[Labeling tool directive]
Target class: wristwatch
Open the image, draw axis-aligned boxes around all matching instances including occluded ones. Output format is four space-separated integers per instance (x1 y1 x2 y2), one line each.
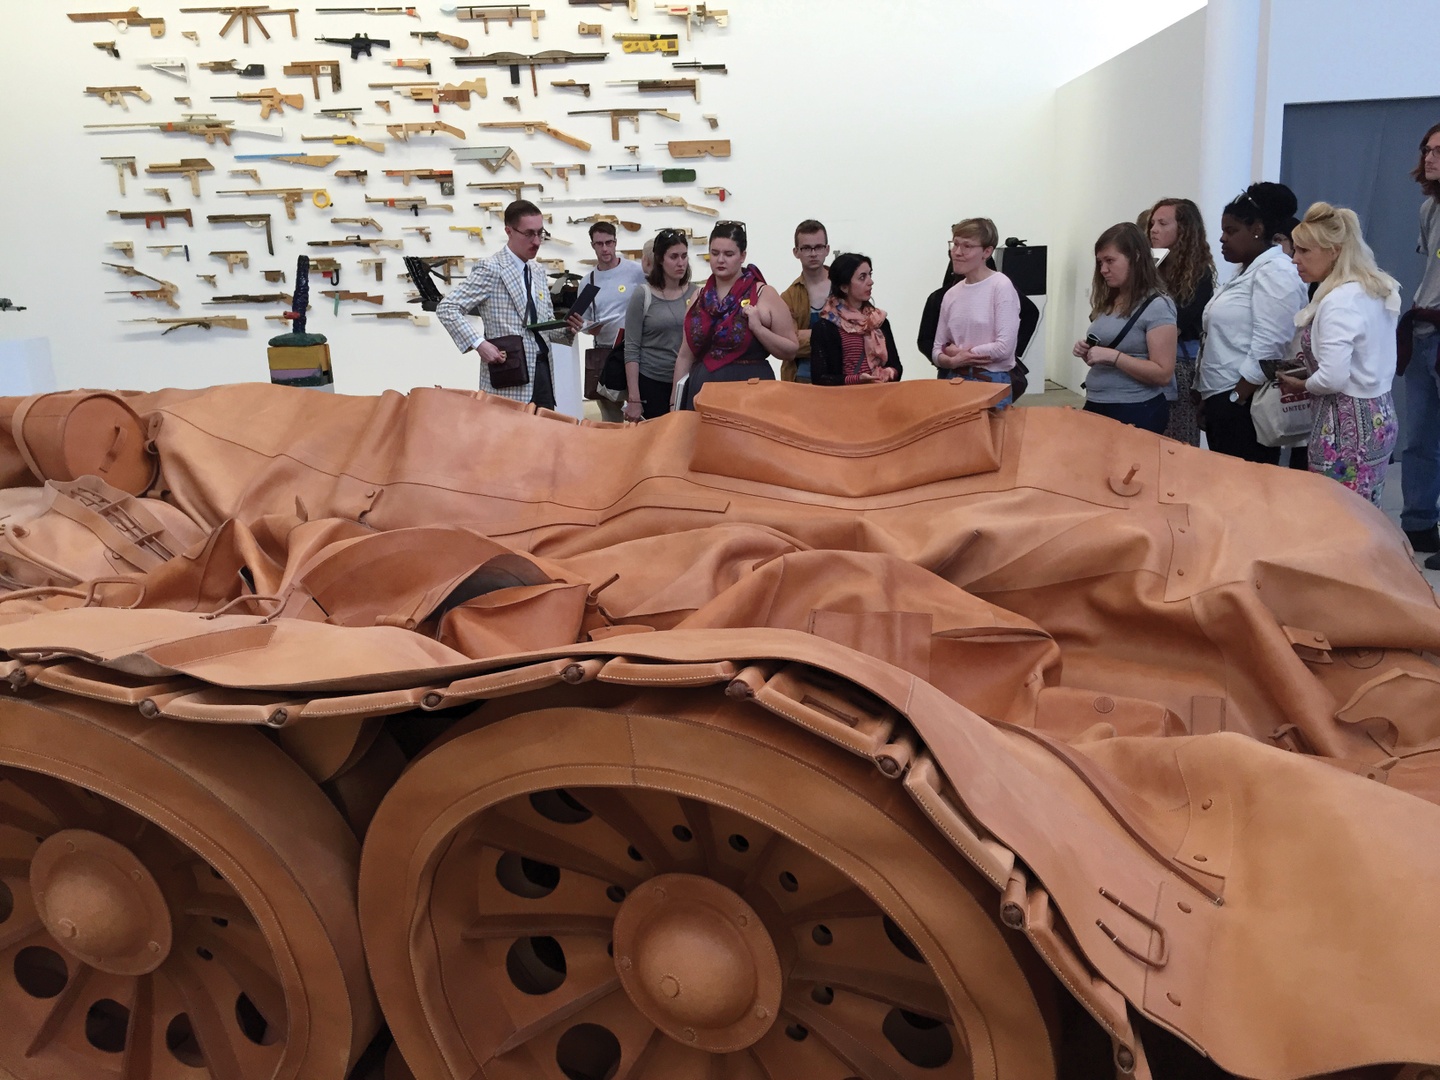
1228 390 1240 403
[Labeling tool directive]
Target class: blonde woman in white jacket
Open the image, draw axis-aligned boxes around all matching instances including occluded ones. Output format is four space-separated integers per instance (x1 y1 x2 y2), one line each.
1278 202 1401 505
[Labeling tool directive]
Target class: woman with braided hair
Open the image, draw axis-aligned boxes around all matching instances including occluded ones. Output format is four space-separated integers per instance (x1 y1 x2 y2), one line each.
1148 197 1215 445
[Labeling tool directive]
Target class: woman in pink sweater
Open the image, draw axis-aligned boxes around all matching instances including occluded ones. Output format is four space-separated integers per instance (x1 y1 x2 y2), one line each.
931 217 1022 407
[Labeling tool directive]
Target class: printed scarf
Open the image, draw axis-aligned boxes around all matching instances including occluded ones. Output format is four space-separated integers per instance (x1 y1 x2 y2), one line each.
685 265 767 372
819 296 888 373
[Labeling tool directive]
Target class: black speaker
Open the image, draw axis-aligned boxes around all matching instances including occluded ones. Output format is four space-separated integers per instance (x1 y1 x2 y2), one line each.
995 242 1047 297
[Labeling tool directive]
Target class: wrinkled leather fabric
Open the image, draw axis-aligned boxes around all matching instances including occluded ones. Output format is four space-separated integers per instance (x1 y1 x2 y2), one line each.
0 381 1437 1076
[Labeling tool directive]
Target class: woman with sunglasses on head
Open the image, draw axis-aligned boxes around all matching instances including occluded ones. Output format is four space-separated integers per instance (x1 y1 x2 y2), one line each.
1072 222 1178 433
621 228 699 421
1148 197 1216 446
931 217 1021 406
671 221 798 411
809 252 902 387
1195 182 1309 463
1277 202 1401 505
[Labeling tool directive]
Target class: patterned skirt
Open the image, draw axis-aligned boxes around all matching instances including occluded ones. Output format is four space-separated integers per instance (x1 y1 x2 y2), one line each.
1308 391 1397 506
1163 341 1201 446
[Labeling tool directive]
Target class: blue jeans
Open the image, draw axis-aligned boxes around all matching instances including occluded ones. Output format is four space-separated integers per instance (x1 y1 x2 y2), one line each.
941 367 1012 409
1083 393 1169 434
1401 332 1440 531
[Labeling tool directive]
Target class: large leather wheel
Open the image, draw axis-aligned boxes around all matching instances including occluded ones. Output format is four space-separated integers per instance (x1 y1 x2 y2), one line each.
0 694 376 1080
360 690 1057 1079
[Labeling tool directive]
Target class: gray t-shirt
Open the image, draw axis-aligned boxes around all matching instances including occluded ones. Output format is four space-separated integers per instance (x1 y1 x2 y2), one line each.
584 259 647 346
1415 198 1440 333
623 284 697 383
1083 294 1178 403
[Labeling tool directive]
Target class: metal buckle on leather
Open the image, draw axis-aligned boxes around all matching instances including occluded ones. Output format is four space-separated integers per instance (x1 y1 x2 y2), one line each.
1095 887 1169 969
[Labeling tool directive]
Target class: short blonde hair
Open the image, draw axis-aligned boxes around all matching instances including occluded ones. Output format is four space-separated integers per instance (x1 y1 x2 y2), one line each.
951 217 998 250
1292 202 1399 322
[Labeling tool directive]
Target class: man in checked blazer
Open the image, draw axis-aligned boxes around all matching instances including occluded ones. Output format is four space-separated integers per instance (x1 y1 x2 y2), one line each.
437 200 564 408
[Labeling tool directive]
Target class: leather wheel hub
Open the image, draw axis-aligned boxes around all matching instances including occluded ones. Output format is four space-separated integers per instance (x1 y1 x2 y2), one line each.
612 872 782 1052
29 827 173 975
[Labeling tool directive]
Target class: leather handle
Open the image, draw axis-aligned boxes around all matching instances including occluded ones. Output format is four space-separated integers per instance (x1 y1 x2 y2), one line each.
98 424 126 476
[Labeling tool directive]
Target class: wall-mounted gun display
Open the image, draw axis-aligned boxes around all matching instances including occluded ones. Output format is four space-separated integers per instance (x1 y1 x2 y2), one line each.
403 226 431 242
607 76 698 101
95 40 121 57
370 79 488 111
332 216 383 230
357 256 387 280
137 57 189 80
102 155 138 194
550 79 590 97
454 50 607 97
567 212 640 231
85 85 153 109
353 311 430 325
87 113 282 145
320 289 384 304
302 133 386 152
532 162 585 188
316 106 363 125
381 121 467 141
233 152 338 167
389 58 433 74
203 292 293 304
206 211 275 254
110 241 136 258
465 179 544 202
365 195 454 214
445 5 545 38
477 119 590 151
315 33 390 59
144 187 172 202
335 169 369 184
68 8 167 37
702 184 729 201
448 225 489 244
385 169 456 195
283 60 342 97
451 145 520 173
597 163 695 182
542 193 716 216
612 32 677 54
146 244 190 259
177 6 299 43
209 87 304 119
216 186 331 219
145 157 214 195
411 30 469 50
308 235 402 249
229 168 261 183
126 316 248 333
659 137 728 158
103 263 180 307
108 208 195 228
199 58 266 76
567 106 678 140
210 249 250 272
197 274 218 286
655 2 727 38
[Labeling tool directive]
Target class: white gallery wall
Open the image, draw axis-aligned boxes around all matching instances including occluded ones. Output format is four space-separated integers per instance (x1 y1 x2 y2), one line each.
1050 10 1208 391
0 0 1206 397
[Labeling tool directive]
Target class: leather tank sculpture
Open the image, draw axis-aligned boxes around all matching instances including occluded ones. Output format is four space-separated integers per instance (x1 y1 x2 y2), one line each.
0 378 1434 1080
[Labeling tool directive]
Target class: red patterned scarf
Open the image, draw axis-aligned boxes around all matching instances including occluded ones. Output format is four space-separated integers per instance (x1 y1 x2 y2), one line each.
818 296 888 372
685 265 767 372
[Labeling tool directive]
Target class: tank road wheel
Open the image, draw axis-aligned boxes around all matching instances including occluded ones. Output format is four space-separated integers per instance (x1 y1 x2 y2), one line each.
0 695 376 1080
361 695 1057 1079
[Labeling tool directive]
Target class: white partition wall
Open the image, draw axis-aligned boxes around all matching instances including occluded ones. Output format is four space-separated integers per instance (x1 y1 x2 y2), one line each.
1 0 1205 397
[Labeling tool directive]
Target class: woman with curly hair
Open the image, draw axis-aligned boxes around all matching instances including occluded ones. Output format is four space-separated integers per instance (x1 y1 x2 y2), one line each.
1148 197 1215 445
1277 202 1401 505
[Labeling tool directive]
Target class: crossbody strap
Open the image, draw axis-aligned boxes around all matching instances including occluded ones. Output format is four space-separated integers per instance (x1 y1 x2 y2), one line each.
1104 293 1159 351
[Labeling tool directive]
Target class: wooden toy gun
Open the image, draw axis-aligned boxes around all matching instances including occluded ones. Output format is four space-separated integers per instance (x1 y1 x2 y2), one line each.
85 85 152 109
206 212 275 255
102 263 180 307
383 121 466 141
654 2 727 38
199 59 267 76
315 33 390 59
86 114 270 145
68 8 166 37
444 5 545 38
454 50 608 96
145 157 214 196
476 119 591 151
365 195 453 215
102 155 138 194
209 88 304 119
283 60 343 97
177 6 299 44
567 106 678 140
302 134 386 152
607 76 699 102
216 187 332 220
352 311 430 325
108 208 195 228
308 235 404 249
411 30 469 50
126 316 248 333
465 179 544 202
204 293 294 304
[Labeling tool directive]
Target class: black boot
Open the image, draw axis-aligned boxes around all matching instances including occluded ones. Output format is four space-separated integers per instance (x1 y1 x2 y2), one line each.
1407 526 1440 553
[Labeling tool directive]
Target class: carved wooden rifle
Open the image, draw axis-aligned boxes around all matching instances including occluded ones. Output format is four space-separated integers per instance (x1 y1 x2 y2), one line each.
382 121 466 141
283 60 342 97
109 208 195 228
541 193 717 216
320 289 384 305
365 195 454 215
389 58 433 74
199 59 266 77
102 263 180 308
352 311 430 325
444 5 545 38
209 88 304 119
216 187 332 220
316 5 418 14
317 106 364 125
145 158 214 196
385 168 454 190
597 163 695 183
607 77 699 102
85 85 152 109
68 8 167 37
232 152 338 168
203 293 293 304
659 137 729 158
465 179 544 202
411 30 469 50
567 213 641 232
454 50 608 97
308 235 404 249
477 119 591 151
210 250 250 273
371 79 488 111
336 169 369 185
206 212 275 255
451 145 520 173
332 216 383 230
87 115 253 145
127 316 248 333
654 2 727 38
145 244 191 259
532 162 585 188
178 6 299 43
303 134 386 153
567 106 679 140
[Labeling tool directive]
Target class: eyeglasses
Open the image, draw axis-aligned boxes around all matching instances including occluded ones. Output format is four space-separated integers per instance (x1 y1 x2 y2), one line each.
513 227 550 241
796 244 828 255
592 237 617 246
950 239 984 251
1423 145 1440 158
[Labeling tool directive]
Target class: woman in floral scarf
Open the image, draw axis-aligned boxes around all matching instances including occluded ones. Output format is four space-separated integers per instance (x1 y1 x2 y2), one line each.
809 252 902 386
671 221 798 411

::::::::

# Task description
Beginning with the first entry above, reproduce every line verbatim until the line with "Target class: blonde woman in white jacket", which is included too; omit pictures.

# Your solution
[Labeling tool directive]
Target class: wristwatch
Open the image, draw axis-aligned boxes around all matching instances including occluded ones. Output format is four space-separated integers per instance (x1 y1 x2 y2), one line each.
1228 390 1240 403
[Labeling tool directive]
Target class: blonde woman in white jacket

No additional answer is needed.